● Written exercise
In the song-of-the-day post about The Replacements, how many times did the writer see the band during their heyday?

Song Of The Day by Eric Berman – “Answering Machine” by The Replacements
When they were good, they were really great. But when The Replacements were bad, they were truly awful. Seeing The Replacements in concert was always a crap shoot. Whether it was boredom from being on the road, or just youthful blowing off steam, you never really knew what you were going to get when you went to see the “Placemats.”
Heck, I saw them five times during their heyday, and I think they were really good only twice. I’m not sure if that makes me a sucker for punishment, or just addicted to the greatness that I did witness when they did come to play.
Once I saw them at the Beacon Theater in New York City and they were so drunk, they couldn’t even finish a song. Somehow, they’d gotten access to a helium tank and they spent a good part of their ‘set’ sucking on helium balloons and singing in high pitch voices. Most songs they performed that night were incomplete, and members of the audience threw toilet paper rolls at the band, which they gleefully threw back at us. This went on for more than an hour before they left the stage to a chorus of boos.
That said, the band could be great in concert, and often were. The couple times that I saw them truly on, they were focused as they gave an incendiary performance of some of the best-written songs of the late ‘80s and early ‘90s, courtesy of Paul Westerberg.
It was the dawn of alternative music. While the rest of the world listened to Madonna’s Like A Virgin, Bruce Springsteen’s Born In The U.S.A. and John Mellencamp’s Scarecrow, a whole new thing was brewing in the music scene as bands like REM, The Smiths and Meat Puppets began releasing albums that didn’t fit into the prevalent classic rock radio format. No, these records were played only on college radio stations giving birth to a new radio format, college rock or alternative music, that would catch on in a big way in a few years’ time.

● Dataset

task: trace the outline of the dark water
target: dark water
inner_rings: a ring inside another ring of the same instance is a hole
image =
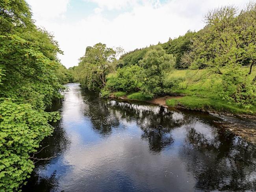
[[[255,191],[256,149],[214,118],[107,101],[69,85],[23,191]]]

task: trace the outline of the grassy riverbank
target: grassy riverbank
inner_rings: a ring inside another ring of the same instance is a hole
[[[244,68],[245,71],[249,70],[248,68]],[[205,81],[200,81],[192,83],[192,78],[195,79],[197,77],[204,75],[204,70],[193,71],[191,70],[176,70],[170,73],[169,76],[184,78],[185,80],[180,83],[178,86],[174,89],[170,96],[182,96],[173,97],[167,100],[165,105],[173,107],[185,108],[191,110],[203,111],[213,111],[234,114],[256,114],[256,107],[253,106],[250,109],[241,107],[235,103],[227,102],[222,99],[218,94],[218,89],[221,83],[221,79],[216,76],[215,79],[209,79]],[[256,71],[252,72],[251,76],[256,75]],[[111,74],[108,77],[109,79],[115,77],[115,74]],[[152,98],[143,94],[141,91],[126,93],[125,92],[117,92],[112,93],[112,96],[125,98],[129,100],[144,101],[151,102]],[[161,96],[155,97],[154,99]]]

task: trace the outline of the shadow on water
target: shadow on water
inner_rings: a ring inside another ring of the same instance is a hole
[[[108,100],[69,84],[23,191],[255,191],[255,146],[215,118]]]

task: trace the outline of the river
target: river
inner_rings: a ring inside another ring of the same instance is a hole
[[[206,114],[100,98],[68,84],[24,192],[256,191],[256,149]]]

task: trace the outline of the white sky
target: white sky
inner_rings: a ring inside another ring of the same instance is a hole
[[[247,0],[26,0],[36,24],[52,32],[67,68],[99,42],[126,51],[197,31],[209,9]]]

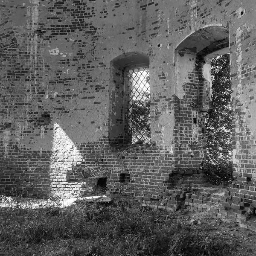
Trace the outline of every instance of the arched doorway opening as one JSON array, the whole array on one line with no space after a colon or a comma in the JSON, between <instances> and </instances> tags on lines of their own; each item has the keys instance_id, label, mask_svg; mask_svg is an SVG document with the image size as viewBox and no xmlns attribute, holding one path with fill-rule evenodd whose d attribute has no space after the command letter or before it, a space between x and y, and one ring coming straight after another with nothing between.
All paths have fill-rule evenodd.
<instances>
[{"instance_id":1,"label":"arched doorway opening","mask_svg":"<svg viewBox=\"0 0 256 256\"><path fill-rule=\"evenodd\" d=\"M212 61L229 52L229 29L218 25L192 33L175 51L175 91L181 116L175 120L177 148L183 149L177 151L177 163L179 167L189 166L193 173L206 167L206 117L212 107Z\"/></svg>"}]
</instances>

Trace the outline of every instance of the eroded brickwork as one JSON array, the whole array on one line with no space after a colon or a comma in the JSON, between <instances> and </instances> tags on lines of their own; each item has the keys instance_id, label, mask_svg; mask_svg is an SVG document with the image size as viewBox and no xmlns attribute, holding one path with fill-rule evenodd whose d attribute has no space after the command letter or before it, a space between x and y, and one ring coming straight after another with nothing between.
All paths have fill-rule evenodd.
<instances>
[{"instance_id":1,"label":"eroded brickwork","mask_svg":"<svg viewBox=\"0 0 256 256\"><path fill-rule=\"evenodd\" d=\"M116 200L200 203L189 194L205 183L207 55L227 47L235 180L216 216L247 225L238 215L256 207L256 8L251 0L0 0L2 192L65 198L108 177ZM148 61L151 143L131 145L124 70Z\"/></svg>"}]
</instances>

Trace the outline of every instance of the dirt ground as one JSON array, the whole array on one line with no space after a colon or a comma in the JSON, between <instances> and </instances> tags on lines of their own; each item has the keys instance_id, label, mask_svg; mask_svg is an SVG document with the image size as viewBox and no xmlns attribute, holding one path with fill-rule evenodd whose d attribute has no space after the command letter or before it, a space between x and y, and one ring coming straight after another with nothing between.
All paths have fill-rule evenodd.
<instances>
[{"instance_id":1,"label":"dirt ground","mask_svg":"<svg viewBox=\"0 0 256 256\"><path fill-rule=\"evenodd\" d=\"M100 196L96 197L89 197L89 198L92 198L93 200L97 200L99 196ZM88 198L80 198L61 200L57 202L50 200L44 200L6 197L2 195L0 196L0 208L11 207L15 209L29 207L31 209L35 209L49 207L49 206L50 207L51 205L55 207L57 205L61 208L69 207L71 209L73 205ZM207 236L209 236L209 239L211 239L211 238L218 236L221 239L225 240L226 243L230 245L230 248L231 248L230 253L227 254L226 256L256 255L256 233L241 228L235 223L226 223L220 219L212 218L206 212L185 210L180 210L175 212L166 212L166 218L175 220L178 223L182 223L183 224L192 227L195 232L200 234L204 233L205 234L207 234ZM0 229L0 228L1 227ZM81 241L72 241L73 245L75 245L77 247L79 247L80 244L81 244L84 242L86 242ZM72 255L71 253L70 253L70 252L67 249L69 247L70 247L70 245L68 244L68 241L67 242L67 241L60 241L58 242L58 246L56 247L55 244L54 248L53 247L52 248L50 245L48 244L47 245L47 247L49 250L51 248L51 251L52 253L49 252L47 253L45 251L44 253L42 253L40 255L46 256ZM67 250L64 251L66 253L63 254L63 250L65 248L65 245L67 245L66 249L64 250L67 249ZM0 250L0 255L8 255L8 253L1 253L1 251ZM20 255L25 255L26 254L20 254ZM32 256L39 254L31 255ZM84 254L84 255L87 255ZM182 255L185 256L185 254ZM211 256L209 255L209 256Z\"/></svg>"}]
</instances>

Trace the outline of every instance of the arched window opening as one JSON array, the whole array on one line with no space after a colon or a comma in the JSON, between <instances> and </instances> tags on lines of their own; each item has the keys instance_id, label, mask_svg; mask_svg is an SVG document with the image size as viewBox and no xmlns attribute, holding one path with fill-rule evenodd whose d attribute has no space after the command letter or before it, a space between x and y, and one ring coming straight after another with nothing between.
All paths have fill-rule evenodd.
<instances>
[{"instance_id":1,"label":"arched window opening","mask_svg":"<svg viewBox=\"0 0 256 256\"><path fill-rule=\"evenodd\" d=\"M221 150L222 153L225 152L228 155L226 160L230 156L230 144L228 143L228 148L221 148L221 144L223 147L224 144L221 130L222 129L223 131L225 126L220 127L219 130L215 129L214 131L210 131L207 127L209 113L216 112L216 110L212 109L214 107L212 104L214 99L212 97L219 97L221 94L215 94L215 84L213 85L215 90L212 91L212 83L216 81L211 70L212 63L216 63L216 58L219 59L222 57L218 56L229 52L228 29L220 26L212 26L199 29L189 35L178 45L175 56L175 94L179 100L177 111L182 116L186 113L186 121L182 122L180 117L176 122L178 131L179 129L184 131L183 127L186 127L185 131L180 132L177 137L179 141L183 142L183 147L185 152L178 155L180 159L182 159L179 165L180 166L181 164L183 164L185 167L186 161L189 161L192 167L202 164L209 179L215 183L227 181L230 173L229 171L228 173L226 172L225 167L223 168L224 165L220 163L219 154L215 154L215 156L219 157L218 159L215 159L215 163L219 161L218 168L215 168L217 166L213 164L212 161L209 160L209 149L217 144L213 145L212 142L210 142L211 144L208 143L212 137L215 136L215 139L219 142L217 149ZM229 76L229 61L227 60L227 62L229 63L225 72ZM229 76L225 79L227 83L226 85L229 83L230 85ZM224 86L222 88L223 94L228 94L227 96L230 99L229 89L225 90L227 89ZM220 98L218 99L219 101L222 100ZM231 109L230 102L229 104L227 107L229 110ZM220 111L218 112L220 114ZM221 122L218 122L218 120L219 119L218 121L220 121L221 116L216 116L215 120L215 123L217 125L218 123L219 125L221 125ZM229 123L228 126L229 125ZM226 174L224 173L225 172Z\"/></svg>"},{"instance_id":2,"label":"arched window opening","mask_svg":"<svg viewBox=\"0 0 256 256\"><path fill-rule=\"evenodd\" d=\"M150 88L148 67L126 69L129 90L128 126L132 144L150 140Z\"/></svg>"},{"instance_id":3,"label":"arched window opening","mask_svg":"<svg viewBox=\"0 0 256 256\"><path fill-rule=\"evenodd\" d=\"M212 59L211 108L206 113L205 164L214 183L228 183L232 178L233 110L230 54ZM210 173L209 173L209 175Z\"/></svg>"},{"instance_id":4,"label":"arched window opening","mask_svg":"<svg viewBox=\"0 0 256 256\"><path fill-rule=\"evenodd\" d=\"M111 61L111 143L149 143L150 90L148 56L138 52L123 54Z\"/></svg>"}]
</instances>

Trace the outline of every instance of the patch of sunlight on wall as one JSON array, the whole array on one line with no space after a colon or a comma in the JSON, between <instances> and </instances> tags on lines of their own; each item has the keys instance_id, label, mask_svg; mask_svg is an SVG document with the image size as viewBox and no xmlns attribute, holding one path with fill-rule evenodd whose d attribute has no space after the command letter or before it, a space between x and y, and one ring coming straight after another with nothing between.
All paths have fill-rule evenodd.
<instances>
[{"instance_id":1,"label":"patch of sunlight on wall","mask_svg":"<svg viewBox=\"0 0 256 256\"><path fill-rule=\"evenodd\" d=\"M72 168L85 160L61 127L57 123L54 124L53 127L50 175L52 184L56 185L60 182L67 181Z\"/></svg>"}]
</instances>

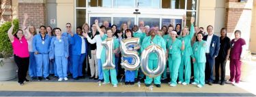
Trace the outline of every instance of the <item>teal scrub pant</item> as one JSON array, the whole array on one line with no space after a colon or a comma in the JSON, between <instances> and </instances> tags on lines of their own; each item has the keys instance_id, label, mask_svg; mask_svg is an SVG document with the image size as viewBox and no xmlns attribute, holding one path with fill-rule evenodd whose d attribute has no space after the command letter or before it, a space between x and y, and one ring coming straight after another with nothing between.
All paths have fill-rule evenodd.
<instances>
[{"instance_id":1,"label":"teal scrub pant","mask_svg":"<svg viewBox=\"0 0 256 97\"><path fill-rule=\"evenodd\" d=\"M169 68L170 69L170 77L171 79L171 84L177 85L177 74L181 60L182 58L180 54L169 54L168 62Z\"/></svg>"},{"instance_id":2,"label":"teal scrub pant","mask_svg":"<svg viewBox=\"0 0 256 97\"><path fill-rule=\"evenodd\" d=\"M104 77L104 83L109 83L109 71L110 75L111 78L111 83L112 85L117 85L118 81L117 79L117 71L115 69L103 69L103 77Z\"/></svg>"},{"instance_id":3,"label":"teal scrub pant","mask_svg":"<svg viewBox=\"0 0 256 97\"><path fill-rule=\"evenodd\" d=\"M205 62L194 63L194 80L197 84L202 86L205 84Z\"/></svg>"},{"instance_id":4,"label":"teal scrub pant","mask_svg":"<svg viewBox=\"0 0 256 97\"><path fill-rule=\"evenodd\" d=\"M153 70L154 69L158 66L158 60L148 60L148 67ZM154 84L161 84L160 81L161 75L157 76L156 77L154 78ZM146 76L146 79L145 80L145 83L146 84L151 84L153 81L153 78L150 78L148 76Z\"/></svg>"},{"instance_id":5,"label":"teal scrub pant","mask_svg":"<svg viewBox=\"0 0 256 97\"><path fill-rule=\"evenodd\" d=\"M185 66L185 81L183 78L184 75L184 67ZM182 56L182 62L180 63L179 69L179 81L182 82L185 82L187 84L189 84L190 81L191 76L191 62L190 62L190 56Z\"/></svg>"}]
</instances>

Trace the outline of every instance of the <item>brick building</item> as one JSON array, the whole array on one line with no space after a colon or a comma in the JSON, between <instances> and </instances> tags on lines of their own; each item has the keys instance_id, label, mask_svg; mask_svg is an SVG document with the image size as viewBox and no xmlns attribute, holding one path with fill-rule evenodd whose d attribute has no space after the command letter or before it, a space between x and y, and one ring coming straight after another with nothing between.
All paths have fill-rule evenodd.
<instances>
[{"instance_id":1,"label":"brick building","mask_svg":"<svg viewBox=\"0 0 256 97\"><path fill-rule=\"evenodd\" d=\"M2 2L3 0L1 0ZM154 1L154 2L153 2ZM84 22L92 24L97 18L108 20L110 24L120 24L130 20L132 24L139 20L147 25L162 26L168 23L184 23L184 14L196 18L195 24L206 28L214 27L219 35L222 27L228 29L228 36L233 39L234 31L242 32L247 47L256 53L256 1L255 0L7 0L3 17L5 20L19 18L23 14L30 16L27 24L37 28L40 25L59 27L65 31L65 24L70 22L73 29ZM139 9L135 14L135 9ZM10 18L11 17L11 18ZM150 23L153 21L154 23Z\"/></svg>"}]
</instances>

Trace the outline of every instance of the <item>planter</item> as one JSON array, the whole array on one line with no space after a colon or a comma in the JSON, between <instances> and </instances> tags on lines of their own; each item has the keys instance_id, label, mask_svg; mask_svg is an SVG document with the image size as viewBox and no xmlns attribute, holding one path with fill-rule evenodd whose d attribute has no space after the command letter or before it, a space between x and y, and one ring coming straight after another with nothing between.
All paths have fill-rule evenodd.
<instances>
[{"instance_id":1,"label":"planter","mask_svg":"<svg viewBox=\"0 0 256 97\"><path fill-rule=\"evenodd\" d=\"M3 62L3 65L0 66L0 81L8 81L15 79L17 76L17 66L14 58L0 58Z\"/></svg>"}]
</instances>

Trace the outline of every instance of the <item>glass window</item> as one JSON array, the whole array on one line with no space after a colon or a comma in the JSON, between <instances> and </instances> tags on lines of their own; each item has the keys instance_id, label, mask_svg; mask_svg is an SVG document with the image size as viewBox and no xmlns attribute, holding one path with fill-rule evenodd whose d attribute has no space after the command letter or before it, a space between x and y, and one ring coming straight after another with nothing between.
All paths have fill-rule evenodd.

● Result of the task
Five times.